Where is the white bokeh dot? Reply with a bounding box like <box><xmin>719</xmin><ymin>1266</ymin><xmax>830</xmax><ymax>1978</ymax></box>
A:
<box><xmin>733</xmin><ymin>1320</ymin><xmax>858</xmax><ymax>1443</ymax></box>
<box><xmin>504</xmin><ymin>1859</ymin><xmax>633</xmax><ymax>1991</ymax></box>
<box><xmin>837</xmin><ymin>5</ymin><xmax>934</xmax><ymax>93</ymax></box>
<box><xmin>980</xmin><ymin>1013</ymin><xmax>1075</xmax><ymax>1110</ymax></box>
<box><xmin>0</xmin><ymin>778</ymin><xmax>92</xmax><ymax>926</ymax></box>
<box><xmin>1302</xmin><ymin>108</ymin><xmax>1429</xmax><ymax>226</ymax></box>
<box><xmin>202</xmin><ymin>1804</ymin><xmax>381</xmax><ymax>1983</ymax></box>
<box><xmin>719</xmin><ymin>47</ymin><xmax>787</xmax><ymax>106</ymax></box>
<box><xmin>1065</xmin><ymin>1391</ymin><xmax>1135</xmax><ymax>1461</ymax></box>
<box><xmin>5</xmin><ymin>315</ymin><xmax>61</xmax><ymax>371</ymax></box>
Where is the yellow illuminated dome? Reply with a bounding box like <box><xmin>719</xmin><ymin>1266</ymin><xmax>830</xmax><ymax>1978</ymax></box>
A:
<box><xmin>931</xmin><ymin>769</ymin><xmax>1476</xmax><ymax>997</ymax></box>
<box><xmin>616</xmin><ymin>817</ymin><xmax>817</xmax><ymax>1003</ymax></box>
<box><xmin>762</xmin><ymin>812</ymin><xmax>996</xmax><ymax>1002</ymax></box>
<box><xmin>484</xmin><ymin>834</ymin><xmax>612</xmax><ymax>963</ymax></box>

### Task to carry out
Count the lines above that contain "with", and give only the number.

### Response to the task
2